Data section =>
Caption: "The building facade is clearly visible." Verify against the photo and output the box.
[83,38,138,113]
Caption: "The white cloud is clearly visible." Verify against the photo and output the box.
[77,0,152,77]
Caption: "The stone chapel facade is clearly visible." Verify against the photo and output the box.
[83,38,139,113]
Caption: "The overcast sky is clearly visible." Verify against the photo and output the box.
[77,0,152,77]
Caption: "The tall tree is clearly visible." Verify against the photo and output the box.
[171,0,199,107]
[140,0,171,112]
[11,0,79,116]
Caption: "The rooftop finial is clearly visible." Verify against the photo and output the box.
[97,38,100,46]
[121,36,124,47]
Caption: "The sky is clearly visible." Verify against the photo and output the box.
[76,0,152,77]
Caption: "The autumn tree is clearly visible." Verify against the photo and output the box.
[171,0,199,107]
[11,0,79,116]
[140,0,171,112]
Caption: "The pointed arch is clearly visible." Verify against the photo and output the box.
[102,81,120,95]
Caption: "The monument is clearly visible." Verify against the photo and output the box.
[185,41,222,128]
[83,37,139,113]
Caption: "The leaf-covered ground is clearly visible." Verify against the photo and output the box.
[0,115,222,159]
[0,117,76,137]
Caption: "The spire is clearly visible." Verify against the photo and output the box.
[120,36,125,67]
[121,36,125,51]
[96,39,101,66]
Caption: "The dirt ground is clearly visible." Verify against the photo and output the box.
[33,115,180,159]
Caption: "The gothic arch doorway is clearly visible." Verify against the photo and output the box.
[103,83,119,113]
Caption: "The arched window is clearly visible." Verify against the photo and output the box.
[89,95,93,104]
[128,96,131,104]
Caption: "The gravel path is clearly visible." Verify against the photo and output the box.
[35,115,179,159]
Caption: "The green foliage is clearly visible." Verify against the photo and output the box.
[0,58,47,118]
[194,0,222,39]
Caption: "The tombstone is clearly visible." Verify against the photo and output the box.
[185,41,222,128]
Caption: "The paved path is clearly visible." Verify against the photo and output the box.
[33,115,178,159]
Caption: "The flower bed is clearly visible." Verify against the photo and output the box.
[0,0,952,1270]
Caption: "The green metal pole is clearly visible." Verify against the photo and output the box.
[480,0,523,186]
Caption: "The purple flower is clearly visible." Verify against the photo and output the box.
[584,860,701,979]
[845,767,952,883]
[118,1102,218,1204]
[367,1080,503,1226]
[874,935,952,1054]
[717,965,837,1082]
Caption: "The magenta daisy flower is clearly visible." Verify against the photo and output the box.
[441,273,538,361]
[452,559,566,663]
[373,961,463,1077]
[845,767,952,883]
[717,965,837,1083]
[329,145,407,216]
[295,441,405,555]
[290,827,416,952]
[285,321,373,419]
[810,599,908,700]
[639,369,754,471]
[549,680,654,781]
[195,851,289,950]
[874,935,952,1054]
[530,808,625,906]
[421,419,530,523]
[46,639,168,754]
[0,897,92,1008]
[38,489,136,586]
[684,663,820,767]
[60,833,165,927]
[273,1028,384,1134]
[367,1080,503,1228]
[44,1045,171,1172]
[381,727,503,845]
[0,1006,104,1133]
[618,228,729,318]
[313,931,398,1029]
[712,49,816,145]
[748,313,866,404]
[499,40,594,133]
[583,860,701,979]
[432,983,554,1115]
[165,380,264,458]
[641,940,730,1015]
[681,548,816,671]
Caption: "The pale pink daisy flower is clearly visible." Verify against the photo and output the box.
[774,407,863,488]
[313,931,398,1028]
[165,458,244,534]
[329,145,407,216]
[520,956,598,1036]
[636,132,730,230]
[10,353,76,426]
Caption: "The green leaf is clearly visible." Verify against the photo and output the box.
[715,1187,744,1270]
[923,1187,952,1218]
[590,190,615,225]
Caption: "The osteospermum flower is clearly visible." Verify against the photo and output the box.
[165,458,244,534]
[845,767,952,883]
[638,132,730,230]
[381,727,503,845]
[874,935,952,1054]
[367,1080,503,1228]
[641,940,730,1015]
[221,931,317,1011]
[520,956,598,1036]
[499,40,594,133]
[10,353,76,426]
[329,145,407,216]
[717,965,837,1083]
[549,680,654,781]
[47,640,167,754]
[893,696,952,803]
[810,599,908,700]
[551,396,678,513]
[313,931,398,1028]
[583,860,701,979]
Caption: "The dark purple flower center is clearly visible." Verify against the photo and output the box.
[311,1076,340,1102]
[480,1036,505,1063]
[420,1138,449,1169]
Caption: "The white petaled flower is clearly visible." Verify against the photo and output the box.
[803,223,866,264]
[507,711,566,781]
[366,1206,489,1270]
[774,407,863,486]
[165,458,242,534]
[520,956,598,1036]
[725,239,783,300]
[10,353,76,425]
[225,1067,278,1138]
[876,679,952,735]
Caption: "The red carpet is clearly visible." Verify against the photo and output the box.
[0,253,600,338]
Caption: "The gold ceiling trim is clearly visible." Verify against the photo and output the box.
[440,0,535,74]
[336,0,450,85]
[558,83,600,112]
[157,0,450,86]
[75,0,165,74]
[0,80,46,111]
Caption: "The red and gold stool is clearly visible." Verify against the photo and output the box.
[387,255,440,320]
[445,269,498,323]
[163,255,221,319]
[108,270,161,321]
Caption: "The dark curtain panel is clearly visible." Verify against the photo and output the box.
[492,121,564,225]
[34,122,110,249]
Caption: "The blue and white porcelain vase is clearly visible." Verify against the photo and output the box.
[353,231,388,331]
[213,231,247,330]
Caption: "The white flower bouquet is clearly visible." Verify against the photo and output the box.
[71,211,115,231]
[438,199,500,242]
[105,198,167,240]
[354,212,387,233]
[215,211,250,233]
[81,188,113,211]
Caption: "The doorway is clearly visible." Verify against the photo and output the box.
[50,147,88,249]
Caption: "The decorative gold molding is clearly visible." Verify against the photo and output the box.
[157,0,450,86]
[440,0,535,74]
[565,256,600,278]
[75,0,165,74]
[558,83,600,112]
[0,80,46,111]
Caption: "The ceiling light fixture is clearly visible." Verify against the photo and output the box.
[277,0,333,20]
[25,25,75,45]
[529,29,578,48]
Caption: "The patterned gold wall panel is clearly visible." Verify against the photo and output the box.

What is required =>
Please reproduce all of the material above word for word, with no changes.

Full answer =>
Caption: "The building facade is clearly visible." Verify against the photo and output the box.
[83,38,138,113]
Caption: "The white cloud is clearly visible." Verify against the photo and output the box.
[77,0,152,77]
Caption: "The stone chapel facade is clearly visible." Verify against the photo and output the box.
[83,38,139,113]
Caption: "The overcast sky is clearly visible." Verify against the photo and output the box.
[77,0,152,77]
Caption: "The tall tree is clearly visible." Verify against the photo and output the box.
[171,0,199,107]
[140,0,171,112]
[11,0,79,116]
Caption: "The rooftop finial is clearly visible." Verify against the photo and output the box.
[97,38,100,46]
[121,36,124,47]
Caption: "The sky is clearly visible." Verify against the photo and output the box.
[76,0,152,77]
Caption: "The autumn tree is clearly visible." Verify against the photo and output the box.
[171,0,199,107]
[11,0,79,116]
[140,0,171,112]
Caption: "The pointed arch is clearly visible." Verify against the photo and output the box.
[102,81,120,95]
Caption: "The monument is clearly visible." Verify against the photo and output the box.
[185,41,222,128]
[83,37,139,113]
Caption: "The leaf-covered ground is clearly visible." Verify against the photo and output the box.
[0,115,222,159]
[0,117,76,137]
Caption: "The spire is clearly visible." Verify against the photo and output the box.
[120,36,125,67]
[121,36,125,51]
[96,39,101,66]
Caption: "The dirt ground is clearly visible." Verify against the photo and output the box.
[33,115,180,159]
Caption: "The gothic arch doorway is clearly visible." Verify against the photo and output the box.
[103,83,119,113]
Caption: "The arched window is clearly visible." Verify against the photo and output the box.
[89,95,93,104]
[128,96,131,104]
Caption: "The gravel path is clearly visible." Verify against the photo and output the box.
[35,115,179,159]
Caption: "The green foliage is clearly visible." Verify against the photo and output the box.
[0,58,47,118]
[194,0,222,39]
Caption: "The tombstone is clearly visible." Verify against the photo and output the box.
[185,41,222,128]
Caption: "The paved path is clearly visible." Verify against the photo and output the box.
[33,115,178,159]
Caption: "The flower bed is clearly visible." Verify against the photo and output the box.
[0,0,952,1270]
Caption: "The green metal pole is clearly visible." Verify against the photo and output the box.
[480,0,523,186]
Caption: "The purple flower is clearly visible." Verify against the photo and output the box.
[584,860,701,979]
[845,767,952,883]
[118,1102,218,1204]
[367,1080,503,1226]
[874,935,952,1054]
[717,965,837,1082]
Caption: "The magenta daisy flower is clearly visible." Verify against the photo and output the box.
[441,273,538,361]
[452,559,566,663]
[373,961,463,1077]
[845,767,952,883]
[717,965,837,1083]
[329,145,407,216]
[295,441,405,555]
[290,827,416,952]
[285,321,373,419]
[810,599,908,700]
[639,369,754,471]
[549,680,654,781]
[195,851,289,950]
[874,935,952,1054]
[530,808,625,906]
[421,419,530,523]
[46,639,168,754]
[0,897,92,1008]
[38,489,136,586]
[684,663,820,767]
[60,833,165,927]
[273,1028,384,1134]
[367,1080,503,1228]
[44,1045,171,1172]
[381,727,503,845]
[0,1006,104,1133]
[618,228,729,318]
[313,931,398,1029]
[712,49,816,145]
[748,313,866,404]
[499,40,594,133]
[583,860,701,979]
[432,983,554,1115]
[165,380,264,458]
[641,940,730,1015]
[681,548,816,671]
Caption: "The pale pink daisy flower is clearly visible." Verify against the photo and output the box.
[774,407,863,488]
[313,931,398,1028]
[165,458,244,534]
[329,145,407,216]
[520,956,598,1036]
[636,132,730,230]
[10,353,76,426]
Caption: "The green leaf is clearly visible." Verify against the photo and output the box.
[715,1187,744,1270]
[923,1187,952,1218]
[590,190,615,225]
Caption: "The osteospermum flower is clearly visible." Verify against the photo and output the box.
[165,458,244,534]
[845,767,952,883]
[638,132,730,230]
[381,727,503,845]
[874,935,952,1054]
[367,1080,503,1228]
[641,940,730,1015]
[221,931,317,1011]
[520,956,598,1036]
[499,40,594,133]
[10,353,76,426]
[329,145,407,216]
[717,965,837,1083]
[549,680,654,781]
[47,640,167,754]
[893,696,952,803]
[810,599,908,700]
[551,396,678,513]
[313,931,398,1028]
[583,860,701,979]
Caption: "The dark purple flower center is clearly visible." Verify against the photo and output the box.
[311,1076,340,1102]
[480,1036,505,1063]
[420,1138,449,1169]
Caption: "The white petaled flower is clearly visible." Verify against the photo and output the box.
[803,223,866,264]
[507,711,566,781]
[366,1206,489,1270]
[774,407,863,486]
[165,458,242,534]
[520,956,598,1036]
[725,239,783,300]
[10,353,76,425]
[225,1067,278,1138]
[876,679,952,735]
Caption: "The red carpet is clearly visible." Verify against the photo and output the box.
[0,253,600,338]
Caption: "The gold ceiling trim is clearly visible." Verify against the photo and output the box.
[440,0,535,74]
[336,0,450,85]
[558,83,600,112]
[157,0,450,86]
[75,0,165,74]
[0,80,46,111]
Caption: "The red and gold stool is clearly visible." Verify against the photo and output the box.
[387,255,440,320]
[445,269,498,323]
[163,255,221,319]
[108,270,161,321]
Caption: "The dark curtain panel is clearly visible." Verify against the photo and output the box.
[492,121,564,225]
[34,122,110,249]
Caption: "The blue and white porcelain vase is clearly visible." Verify against the photo and output the box.
[353,231,388,331]
[213,231,247,330]
Caption: "The white flower bouquet is clearly visible." Verify against the photo and output the box.
[71,211,115,231]
[438,199,500,242]
[105,198,167,240]
[354,212,387,233]
[215,211,250,233]
[81,188,113,211]
Caption: "The doorway is clearly visible." Verify against the photo and output the box.
[50,147,88,249]
Caption: "The decorative gold molding is clearly visible." Verify against the photo and output the box.
[157,0,450,86]
[440,0,535,74]
[565,256,600,278]
[75,0,165,74]
[558,83,600,112]
[0,80,46,111]
Caption: "The ceiling light fixture is clearly visible." Verify against the photo and output the box.
[277,0,333,20]
[25,25,75,45]
[529,29,578,48]
Caption: "The patterned gold wall panel is clearly visible." Verify against the photo and output the box.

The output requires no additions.